* **GOAL A**: Put the lines of the entries into a JSON list of strings, one string per line, starting at the line that contains "# Outline the region of every instance of the arid" and ending at the line that contains "MULTIPOLYGON (((190 137, 147". Include both of those lines and leave out blank lines.

Tuesday, July 15, 2008

It's all fun and games until someone loses an eye: Five games that players take seriously



1. Dungeons and Dragons
All conversations about games and role playing must start with D&D. As I mentioned last week, the game conceptually builds on Tolkien's Middle Earth, but offers players a chance to create characters and adventures within that world. The Dungeon Master constructs the specific narrative while the players act out the campaign itself, rolling four-, six-, eight-, and twenty-sided dice to see how successful their fights are.

The real appeal of D&D, though, comes just as much from the narrative as it does from the sense of community that's engendered in the game, beautifully captured in the final episode of Freaks and Geeks. Gordon gets to the heart of most of the items on this list when he sums up D&D's appeal, saying "you can be someone you're not in real life." That's true, but the other thing I notice is how it gives these guys the opportunity to be someone they are, but didn't think they could be--Daniel is able to be good at something, Harris can control the scene, and the geeks can finally become cool guys, if only by association.

One thing that strikes me as sadly true about the utopian community presented here, though, is how it's so aggressively male--where are Millie and Harris's girlfriend and the other girl geeks? The homosociality is part of what makes it possible for the characters to lower their guards, but it's sad to me that there's no D&D analogue for girls. I tend to agree with creator Gary Gygax when he decries the lack of imagination needed for video role playing games, but they have made these gendered distinctions beside the point.

Ultimately, though, the real carrot offered by D&D is the opportunity for community--you need at least three people to play, forcing introverted outsiders to come together and form relationships. These coalitions of outsiders are behind the purported connection between D&D and devil worship in the eighties (and apparently still), but the absurdity of these claims becomes clear when you see actual gamers at play.

Since the shape of role-playing games has changed so radically in the last fifteen years, D&D has lost a lot of its geek stigma, and now seems to be part of nostalgic hipster culture, mourned in the AV Club and memorialized in funny t-shirts. The anachronism of classic D&D is key to its viability as a geek-chic marker, I think--after all, you don't see guys with ironic mustaches showing off their obsession with...

2. World of Warcraft
When people talk about "video game addiction," they're usually talking about World of Warcraft (or World of Warcrack), a massive multi-player online role playing game (or MMORPG) based on Dungeons and Dragons. Like D&D, WoW depends on ongoing relationships between players to work. However, because of the limits of the internet, those relationships can be confined entirely to gameplay--forming the kind of alternative community from the Freaks and Geeks clip would thus be considerably more difficult. Since the game is both limitless (unlike a specific Dungeons and Dragons campaign) and competitive, it's easy to play almost endlessly. Furthermore, since MMORPGs like WoW are still relatively new phenomena, people are more likely to jump to radical conclusions about the games' power over their lives.

* **GOAL B**: Copy word for word the passage of the post on games players take seriously, starting at "Since the shape" and ending at "their obsession with...".

* **ENTRIES SUPPLIED**:
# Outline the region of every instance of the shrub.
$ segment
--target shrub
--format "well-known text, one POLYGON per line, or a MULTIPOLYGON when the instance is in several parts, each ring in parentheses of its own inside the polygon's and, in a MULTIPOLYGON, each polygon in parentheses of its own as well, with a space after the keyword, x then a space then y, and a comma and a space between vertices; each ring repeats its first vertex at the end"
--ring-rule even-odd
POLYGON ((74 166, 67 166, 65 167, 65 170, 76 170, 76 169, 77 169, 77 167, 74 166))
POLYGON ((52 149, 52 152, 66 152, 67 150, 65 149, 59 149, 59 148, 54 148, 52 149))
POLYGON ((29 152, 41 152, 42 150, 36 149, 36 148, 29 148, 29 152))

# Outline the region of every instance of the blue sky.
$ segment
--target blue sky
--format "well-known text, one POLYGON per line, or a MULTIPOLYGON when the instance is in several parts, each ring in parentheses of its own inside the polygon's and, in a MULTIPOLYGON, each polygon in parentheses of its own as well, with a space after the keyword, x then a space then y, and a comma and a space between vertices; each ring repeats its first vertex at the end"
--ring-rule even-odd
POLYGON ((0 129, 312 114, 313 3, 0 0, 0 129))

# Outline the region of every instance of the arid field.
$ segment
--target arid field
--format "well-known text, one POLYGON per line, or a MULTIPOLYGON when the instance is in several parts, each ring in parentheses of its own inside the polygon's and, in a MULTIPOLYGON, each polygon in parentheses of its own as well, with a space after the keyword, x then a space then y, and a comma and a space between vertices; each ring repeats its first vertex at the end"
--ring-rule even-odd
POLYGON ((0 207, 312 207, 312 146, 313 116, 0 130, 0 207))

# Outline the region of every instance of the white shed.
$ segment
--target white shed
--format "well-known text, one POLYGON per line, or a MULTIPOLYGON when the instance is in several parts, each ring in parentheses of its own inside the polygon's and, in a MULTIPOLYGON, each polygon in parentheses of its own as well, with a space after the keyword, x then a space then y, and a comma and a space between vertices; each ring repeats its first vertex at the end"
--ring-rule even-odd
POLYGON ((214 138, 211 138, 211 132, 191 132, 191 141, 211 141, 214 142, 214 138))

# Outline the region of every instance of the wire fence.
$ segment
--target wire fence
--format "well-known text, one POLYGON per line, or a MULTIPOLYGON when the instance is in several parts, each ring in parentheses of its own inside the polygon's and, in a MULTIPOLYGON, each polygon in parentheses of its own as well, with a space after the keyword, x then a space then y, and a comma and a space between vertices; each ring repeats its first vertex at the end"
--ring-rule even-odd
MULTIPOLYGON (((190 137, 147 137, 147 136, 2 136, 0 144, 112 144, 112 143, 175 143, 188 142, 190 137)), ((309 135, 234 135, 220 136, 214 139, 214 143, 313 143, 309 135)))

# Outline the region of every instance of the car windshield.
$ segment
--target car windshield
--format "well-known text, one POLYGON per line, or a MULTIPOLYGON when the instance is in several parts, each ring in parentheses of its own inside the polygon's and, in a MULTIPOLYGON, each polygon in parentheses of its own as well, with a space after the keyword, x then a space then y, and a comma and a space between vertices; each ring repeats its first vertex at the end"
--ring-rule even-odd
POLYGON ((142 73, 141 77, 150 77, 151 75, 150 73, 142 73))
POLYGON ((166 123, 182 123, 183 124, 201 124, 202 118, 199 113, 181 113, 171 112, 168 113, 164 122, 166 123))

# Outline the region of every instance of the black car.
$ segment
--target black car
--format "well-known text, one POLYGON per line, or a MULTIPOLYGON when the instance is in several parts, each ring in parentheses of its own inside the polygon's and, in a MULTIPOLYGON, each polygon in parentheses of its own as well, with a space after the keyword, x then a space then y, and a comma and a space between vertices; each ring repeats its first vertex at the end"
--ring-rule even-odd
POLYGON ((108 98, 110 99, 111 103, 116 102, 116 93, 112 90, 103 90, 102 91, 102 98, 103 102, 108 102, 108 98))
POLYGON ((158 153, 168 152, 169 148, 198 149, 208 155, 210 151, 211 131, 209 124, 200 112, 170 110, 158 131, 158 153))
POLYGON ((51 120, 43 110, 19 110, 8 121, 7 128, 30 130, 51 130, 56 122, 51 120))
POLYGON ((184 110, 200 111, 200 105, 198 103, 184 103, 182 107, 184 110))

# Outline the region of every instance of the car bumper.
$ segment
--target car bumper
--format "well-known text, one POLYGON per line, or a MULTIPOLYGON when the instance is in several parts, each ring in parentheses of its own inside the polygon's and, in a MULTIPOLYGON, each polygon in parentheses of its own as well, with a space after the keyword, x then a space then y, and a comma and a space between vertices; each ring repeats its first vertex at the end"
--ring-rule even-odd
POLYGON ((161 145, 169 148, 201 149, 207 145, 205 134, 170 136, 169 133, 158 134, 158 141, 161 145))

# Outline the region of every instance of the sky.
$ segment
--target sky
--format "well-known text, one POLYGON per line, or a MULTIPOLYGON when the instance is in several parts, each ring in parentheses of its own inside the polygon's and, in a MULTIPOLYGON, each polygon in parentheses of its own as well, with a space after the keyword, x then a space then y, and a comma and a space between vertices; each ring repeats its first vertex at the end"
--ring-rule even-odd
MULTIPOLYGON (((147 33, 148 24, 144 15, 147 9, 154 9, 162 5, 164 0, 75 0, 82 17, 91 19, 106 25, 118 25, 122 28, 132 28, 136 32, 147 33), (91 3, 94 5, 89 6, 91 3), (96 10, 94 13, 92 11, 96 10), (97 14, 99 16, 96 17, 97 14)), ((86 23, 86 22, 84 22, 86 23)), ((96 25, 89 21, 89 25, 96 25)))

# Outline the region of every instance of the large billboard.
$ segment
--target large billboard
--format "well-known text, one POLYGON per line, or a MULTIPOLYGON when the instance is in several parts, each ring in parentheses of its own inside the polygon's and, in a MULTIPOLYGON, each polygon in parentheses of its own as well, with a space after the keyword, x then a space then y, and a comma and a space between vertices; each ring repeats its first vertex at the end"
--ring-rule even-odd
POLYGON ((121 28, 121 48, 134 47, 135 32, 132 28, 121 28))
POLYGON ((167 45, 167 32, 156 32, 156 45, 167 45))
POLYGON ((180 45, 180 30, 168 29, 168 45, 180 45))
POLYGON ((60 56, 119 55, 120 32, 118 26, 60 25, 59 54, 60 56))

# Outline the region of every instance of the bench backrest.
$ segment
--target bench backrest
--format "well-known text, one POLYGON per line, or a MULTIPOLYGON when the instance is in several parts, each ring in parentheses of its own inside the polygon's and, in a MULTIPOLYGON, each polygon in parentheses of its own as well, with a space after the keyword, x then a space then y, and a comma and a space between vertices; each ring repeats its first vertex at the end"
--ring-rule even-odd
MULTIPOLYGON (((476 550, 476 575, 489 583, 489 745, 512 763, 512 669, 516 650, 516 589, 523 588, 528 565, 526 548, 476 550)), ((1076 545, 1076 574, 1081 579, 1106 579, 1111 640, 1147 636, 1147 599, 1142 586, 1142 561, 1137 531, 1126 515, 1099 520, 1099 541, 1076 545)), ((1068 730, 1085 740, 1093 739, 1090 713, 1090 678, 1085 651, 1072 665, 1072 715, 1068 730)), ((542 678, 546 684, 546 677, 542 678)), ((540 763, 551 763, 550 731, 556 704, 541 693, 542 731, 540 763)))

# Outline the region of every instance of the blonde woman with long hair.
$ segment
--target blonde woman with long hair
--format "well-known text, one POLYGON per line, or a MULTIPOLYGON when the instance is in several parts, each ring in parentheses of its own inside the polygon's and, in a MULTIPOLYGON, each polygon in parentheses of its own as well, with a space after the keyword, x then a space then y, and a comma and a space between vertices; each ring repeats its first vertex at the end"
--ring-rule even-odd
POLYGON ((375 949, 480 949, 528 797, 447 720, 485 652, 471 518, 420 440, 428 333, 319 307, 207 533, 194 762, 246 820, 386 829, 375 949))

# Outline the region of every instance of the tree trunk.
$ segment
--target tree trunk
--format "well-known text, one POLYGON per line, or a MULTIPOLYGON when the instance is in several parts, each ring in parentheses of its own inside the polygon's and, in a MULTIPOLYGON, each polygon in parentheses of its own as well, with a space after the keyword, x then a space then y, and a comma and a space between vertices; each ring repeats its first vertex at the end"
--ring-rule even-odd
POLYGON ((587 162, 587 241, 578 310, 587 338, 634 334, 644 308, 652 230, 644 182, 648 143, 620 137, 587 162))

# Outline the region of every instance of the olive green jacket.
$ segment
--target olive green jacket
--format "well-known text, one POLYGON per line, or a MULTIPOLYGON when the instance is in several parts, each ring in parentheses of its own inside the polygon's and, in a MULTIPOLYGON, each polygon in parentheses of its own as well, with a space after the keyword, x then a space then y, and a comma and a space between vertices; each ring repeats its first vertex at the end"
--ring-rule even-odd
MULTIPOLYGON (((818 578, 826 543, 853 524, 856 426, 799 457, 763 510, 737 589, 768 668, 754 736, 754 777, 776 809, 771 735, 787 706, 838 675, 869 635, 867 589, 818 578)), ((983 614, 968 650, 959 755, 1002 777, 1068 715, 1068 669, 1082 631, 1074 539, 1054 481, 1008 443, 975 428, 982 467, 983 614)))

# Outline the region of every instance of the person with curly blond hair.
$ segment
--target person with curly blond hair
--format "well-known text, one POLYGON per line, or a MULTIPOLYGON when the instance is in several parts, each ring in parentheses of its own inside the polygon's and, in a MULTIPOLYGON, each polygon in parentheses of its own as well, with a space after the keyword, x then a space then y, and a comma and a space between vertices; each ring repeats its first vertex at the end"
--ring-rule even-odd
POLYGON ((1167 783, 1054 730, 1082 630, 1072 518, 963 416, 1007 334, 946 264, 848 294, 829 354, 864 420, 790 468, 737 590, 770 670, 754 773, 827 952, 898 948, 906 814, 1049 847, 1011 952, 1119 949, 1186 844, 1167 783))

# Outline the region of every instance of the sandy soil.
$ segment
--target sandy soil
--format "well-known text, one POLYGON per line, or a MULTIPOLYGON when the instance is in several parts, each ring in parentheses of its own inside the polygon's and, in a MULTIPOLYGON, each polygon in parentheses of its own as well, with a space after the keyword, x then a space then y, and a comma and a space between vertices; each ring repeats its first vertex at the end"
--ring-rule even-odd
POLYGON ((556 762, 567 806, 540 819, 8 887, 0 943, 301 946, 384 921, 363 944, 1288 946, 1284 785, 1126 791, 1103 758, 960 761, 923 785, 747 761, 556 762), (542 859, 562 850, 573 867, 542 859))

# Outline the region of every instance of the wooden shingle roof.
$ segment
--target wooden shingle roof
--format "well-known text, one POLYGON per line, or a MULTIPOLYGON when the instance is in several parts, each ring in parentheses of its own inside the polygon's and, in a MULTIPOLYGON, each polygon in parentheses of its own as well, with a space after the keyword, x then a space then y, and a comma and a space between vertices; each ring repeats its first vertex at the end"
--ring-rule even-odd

* **WORKED SOLUTION A**:
[
  "# Outline the region of every instance of the arid field.",
  "$ segment",
  "--target arid field",
  "--format \"well-known text, one POLYGON per line, or a MULTIPOLYGON when the instance is in several parts, each ring in parentheses of its own inside the polygon's and, in a MULTIPOLYGON, each polygon in parentheses of its own as well, with a space after the keyword, x then a space then y, and a comma and a space between vertices; each ring repeats its first vertex at the end\"",
  "--ring-rule even-odd",
  "POLYGON ((0 207, 312 207, 312 146, 313 116, 0 130, 0 207))",
  "# Outline the region of every instance of the white shed.",
  "$ segment",
  "--target white shed",
  "--format \"well-known text, one POLYGON per line, or a MULTIPOLYGON when the instance is in several parts, each ring in parentheses of its own inside the polygon's and, in a MULTIPOLYGON, each polygon in parentheses of its own as well, with a space after the keyword, x then a space then y, and a comma and a space between vertices; each ring repeats its first vertex at the end\"",
  "--ring-rule even-odd",
  "POLYGON ((214 138, 211 138, 211 132, 191 132, 191 141, 211 141, 214 142, 214 138))",
  "# Outline the region of every instance of the wire fence.",
  "$ segment",
  "--target wire fence",
  "--format \"well-known text, one POLYGON per line, or a MULTIPOLYGON when the instance is in several parts, each ring in parentheses of its own inside the polygon's and, in a MULTIPOLYGON, each polygon in parentheses of its own as well, with a space after the keyword, x then a space then y, and a comma and a space between vertices; each ring repeats its first vertex at the end\"",
  "--ring-rule even-odd",
  "MULTIPOLYGON (((190 137, 147 137, 147 136, 2 136, 0 144, 112 144, 112 143, 175 143, 188 142, 190 137)), ((309 135, 234 135, 220 136, 214 139, 214 143, 313 143, 309 135)))"
]

* **WORKED SOLUTION B**:
Since the shape of role-playing games has changed so radically in the last fifteen years, D&D has lost a lot of its geek stigma, and now seems to be part of nostalgic hipster culture, mourned in the AV Club and memorialized in funny t-shirts. The anachronism of classic D&D is key to its viability as a geek-chic marker, I think--after all, you don't see guys with ironic mustaches showing off their obsession with...